DATA:
--- begin ---
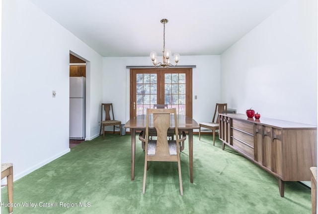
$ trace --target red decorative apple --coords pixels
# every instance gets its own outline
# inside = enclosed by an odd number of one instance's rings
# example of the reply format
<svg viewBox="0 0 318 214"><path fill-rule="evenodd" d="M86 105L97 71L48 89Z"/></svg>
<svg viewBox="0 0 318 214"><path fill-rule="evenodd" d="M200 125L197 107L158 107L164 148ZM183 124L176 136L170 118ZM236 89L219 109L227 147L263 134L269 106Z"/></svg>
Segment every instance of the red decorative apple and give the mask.
<svg viewBox="0 0 318 214"><path fill-rule="evenodd" d="M248 110L246 110L246 115L247 115L247 117L252 118L254 116L254 114L255 114L255 111L252 109L251 107Z"/></svg>
<svg viewBox="0 0 318 214"><path fill-rule="evenodd" d="M256 112L255 114L254 114L254 117L255 119L259 119L260 117L260 114L258 113L258 112Z"/></svg>

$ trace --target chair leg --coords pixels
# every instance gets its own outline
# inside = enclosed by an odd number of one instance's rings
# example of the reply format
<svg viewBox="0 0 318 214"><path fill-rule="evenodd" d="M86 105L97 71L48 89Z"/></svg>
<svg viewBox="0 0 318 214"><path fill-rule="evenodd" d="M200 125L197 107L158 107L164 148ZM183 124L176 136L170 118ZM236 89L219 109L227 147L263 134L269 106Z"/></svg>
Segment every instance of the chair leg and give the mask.
<svg viewBox="0 0 318 214"><path fill-rule="evenodd" d="M103 125L103 139L105 139L105 126Z"/></svg>
<svg viewBox="0 0 318 214"><path fill-rule="evenodd" d="M147 154L145 154L145 155L147 155ZM143 184L143 194L145 194L145 192L146 191L146 178L147 175L147 168L148 165L148 162L146 159L145 160L145 167L144 169L144 183Z"/></svg>
<svg viewBox="0 0 318 214"><path fill-rule="evenodd" d="M181 174L181 164L180 159L178 161L178 171L179 172L179 182L180 183L180 195L183 195L183 189L182 188L182 178Z"/></svg>
<svg viewBox="0 0 318 214"><path fill-rule="evenodd" d="M13 168L10 167L10 171L11 173L6 177L8 189L8 201L10 204L13 204ZM11 213L13 212L13 207L9 207L9 213Z"/></svg>

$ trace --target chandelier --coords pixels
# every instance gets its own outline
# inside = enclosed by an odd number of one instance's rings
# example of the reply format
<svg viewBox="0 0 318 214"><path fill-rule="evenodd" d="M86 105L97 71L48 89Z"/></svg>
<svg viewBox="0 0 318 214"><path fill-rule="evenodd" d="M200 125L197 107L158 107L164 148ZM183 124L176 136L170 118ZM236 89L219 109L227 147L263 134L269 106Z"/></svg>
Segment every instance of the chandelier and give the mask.
<svg viewBox="0 0 318 214"><path fill-rule="evenodd" d="M179 59L180 58L180 55L176 53L173 55L173 60L175 62L175 65L173 65L170 63L170 60L171 57L171 51L169 50L165 50L165 24L168 23L168 19L163 18L161 19L160 22L163 24L163 50L162 51L162 62L158 62L157 59L157 54L155 51L152 51L150 53L150 57L153 61L153 63L156 68L160 66L164 68L168 68L169 66L175 66L179 62Z"/></svg>

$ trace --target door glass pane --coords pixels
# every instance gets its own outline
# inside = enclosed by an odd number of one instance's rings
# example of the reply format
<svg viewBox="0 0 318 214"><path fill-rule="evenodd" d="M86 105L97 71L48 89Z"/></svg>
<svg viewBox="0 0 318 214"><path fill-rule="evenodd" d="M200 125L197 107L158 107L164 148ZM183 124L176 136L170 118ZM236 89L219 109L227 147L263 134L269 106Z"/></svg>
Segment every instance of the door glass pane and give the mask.
<svg viewBox="0 0 318 214"><path fill-rule="evenodd" d="M157 75L137 74L136 83L136 115L145 114L157 103Z"/></svg>
<svg viewBox="0 0 318 214"><path fill-rule="evenodd" d="M189 105L190 110L191 109L192 104L188 103L191 100L186 100L186 93L189 93L189 88L187 88L188 84L191 88L192 73L188 76L188 70L174 71L156 69L156 71L145 70L135 72L136 82L133 83L135 87L133 87L131 96L136 103L132 103L131 106L134 109L131 110L131 112L133 112L131 113L131 116L146 114L147 108L154 107L154 104L168 105L169 108L175 107L178 114L192 116L188 107L186 111L186 105L187 107ZM189 78L189 83L186 83ZM189 96L191 95L192 93L189 93Z"/></svg>
<svg viewBox="0 0 318 214"><path fill-rule="evenodd" d="M165 74L164 78L164 104L185 114L185 74Z"/></svg>

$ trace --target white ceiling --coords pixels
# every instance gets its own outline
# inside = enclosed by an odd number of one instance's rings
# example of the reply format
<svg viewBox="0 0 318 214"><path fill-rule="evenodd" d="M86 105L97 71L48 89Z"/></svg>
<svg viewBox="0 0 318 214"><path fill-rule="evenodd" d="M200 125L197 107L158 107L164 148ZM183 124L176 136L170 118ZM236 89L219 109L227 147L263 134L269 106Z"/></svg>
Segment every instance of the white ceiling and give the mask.
<svg viewBox="0 0 318 214"><path fill-rule="evenodd" d="M219 54L288 0L30 0L103 56Z"/></svg>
--- end ---
INSTRUCTION:
Render the data above as a Markdown table with the columns Row and Line, one numbered row per line and no rows for blank lines. Omit the image.

THE REPLY:
| Row | Line |
|---|---|
| 1 | $ trace --target red decorative apple --coords pixels |
| 2 | # every instance gets its own outline |
| 3 | # inside = enclosed by an odd number of one instance's rings |
| 4 | # example of the reply format |
| 5 | <svg viewBox="0 0 318 214"><path fill-rule="evenodd" d="M86 105L97 71L48 89Z"/></svg> |
| 6 | <svg viewBox="0 0 318 214"><path fill-rule="evenodd" d="M200 125L197 107L158 107L164 148ZM183 124L176 136L170 118ZM236 89L219 109L227 147L263 134L269 106Z"/></svg> |
| 7 | Segment every instance of the red decorative apple and give the mask. |
| 8 | <svg viewBox="0 0 318 214"><path fill-rule="evenodd" d="M248 110L246 110L246 115L247 115L247 117L252 118L254 116L254 114L255 114L255 111L252 109L251 107Z"/></svg> |
| 9 | <svg viewBox="0 0 318 214"><path fill-rule="evenodd" d="M256 112L255 114L254 114L254 117L255 119L259 119L260 117L260 114L258 113L258 112Z"/></svg> |
| 10 | $ trace --target chair leg --coords pixels |
| 11 | # every instance gets its own outline |
| 12 | # inside = enclosed by an odd number of one instance's rings |
| 13 | # example of the reply format |
| 14 | <svg viewBox="0 0 318 214"><path fill-rule="evenodd" d="M86 105L97 71L48 89Z"/></svg> |
| 15 | <svg viewBox="0 0 318 214"><path fill-rule="evenodd" d="M200 125L197 107L158 107L164 148ZM183 124L176 136L170 118ZM236 89L219 109L227 147L263 134L269 106Z"/></svg> |
| 16 | Segment every instance of the chair leg and give the mask. |
| 17 | <svg viewBox="0 0 318 214"><path fill-rule="evenodd" d="M103 125L103 139L105 139L105 126Z"/></svg> |
| 18 | <svg viewBox="0 0 318 214"><path fill-rule="evenodd" d="M147 154L145 154L145 155L147 155ZM143 184L143 194L145 194L145 192L146 191L146 178L147 175L147 168L148 165L148 162L146 159L145 160L145 167L144 169L144 183Z"/></svg> |
| 19 | <svg viewBox="0 0 318 214"><path fill-rule="evenodd" d="M181 174L181 164L180 159L178 161L178 171L179 172L179 182L180 183L180 195L183 195L183 189L182 188L182 178Z"/></svg> |
| 20 | <svg viewBox="0 0 318 214"><path fill-rule="evenodd" d="M13 168L10 167L10 171L11 173L6 177L8 189L8 201L10 204L13 204ZM11 213L13 212L13 207L9 207L9 213Z"/></svg> |
| 21 | $ trace --target chandelier --coords pixels |
| 22 | # every instance gets its own outline |
| 23 | # inside = enclosed by an odd number of one instance's rings |
| 24 | # example of the reply format |
| 25 | <svg viewBox="0 0 318 214"><path fill-rule="evenodd" d="M86 105L97 71L48 89Z"/></svg> |
| 26 | <svg viewBox="0 0 318 214"><path fill-rule="evenodd" d="M200 125L197 107L158 107L164 148ZM183 124L176 136L170 118ZM236 89L219 109L227 147L263 134L269 106Z"/></svg> |
| 27 | Segment every instance of the chandelier and give the mask. |
| 28 | <svg viewBox="0 0 318 214"><path fill-rule="evenodd" d="M179 59L180 58L180 55L176 53L173 55L173 60L175 62L175 65L173 65L170 63L170 60L171 57L171 51L169 50L165 50L165 24L168 23L168 19L163 18L161 19L160 22L163 24L163 50L162 51L162 62L158 62L157 59L157 54L155 51L152 51L150 53L150 57L153 61L153 63L156 68L160 66L164 68L168 68L169 66L175 66L179 62Z"/></svg> |
| 29 | $ trace --target door glass pane --coords pixels |
| 30 | # every instance gets its own outline |
| 31 | # inside = enclosed by an odd number of one instance's rings |
| 32 | # example of the reply format |
| 33 | <svg viewBox="0 0 318 214"><path fill-rule="evenodd" d="M86 105L97 71L48 89Z"/></svg> |
| 34 | <svg viewBox="0 0 318 214"><path fill-rule="evenodd" d="M200 125L197 107L158 107L164 148ZM183 124L176 136L170 118ZM236 89L219 109L227 147L263 134L269 106Z"/></svg> |
| 35 | Segment every instance of the door glass pane and give the mask. |
| 36 | <svg viewBox="0 0 318 214"><path fill-rule="evenodd" d="M157 75L137 74L136 83L136 115L145 114L157 103Z"/></svg> |
| 37 | <svg viewBox="0 0 318 214"><path fill-rule="evenodd" d="M189 105L190 110L191 109L192 104L188 103L191 100L186 100L186 93L189 93L189 88L187 88L188 84L191 88L192 73L188 76L188 70L174 71L156 69L156 71L145 70L135 72L136 82L133 83L135 87L133 87L131 96L136 103L132 103L131 106L134 109L131 110L131 112L133 112L131 113L131 116L146 114L147 108L154 107L154 104L168 105L169 108L175 107L178 114L192 116L188 107L186 111L186 105L187 107ZM189 78L189 83L186 83ZM189 96L191 95L192 93L189 93Z"/></svg> |
| 38 | <svg viewBox="0 0 318 214"><path fill-rule="evenodd" d="M165 74L164 78L164 104L185 114L185 74Z"/></svg> |
| 39 | $ trace --target white ceiling --coords pixels |
| 40 | # every instance gets its own outline |
| 41 | # inside = enclosed by an odd number of one instance's rings |
| 42 | # example of the reply format |
| 43 | <svg viewBox="0 0 318 214"><path fill-rule="evenodd" d="M86 105L97 71L48 89Z"/></svg> |
| 44 | <svg viewBox="0 0 318 214"><path fill-rule="evenodd" d="M200 125L197 107L158 107L164 148ZM183 124L176 136L170 118ZM236 89L219 109L227 147L263 134L269 106Z"/></svg> |
| 45 | Segment every instance of the white ceiling and give the mask. |
| 46 | <svg viewBox="0 0 318 214"><path fill-rule="evenodd" d="M219 54L288 0L30 0L103 56Z"/></svg> |